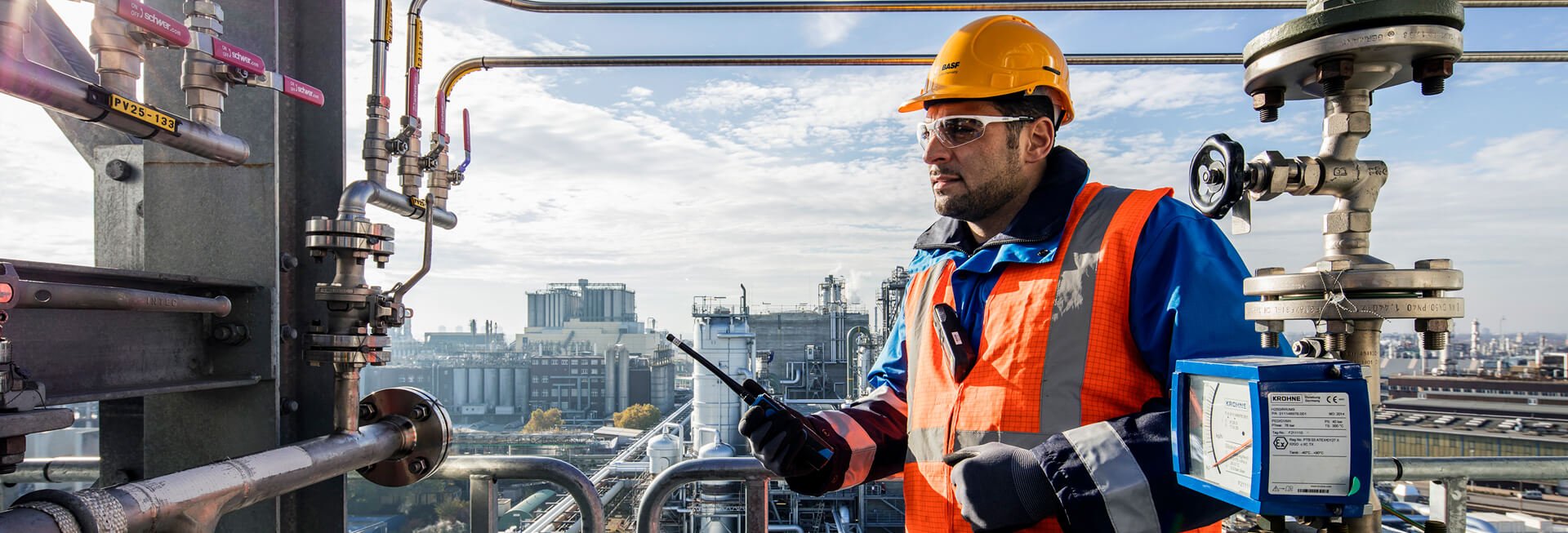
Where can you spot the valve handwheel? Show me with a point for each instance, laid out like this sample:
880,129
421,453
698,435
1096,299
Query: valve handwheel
1217,176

→ **Exercise description**
Transcribe each of the rows above word for word, leaving out the pictures.

→ **Result**
Where can you spot the valve handwheel? Show me with a point for each instance, laid out like this sample:
880,129
421,453
698,435
1096,299
Query: valve handwheel
1217,176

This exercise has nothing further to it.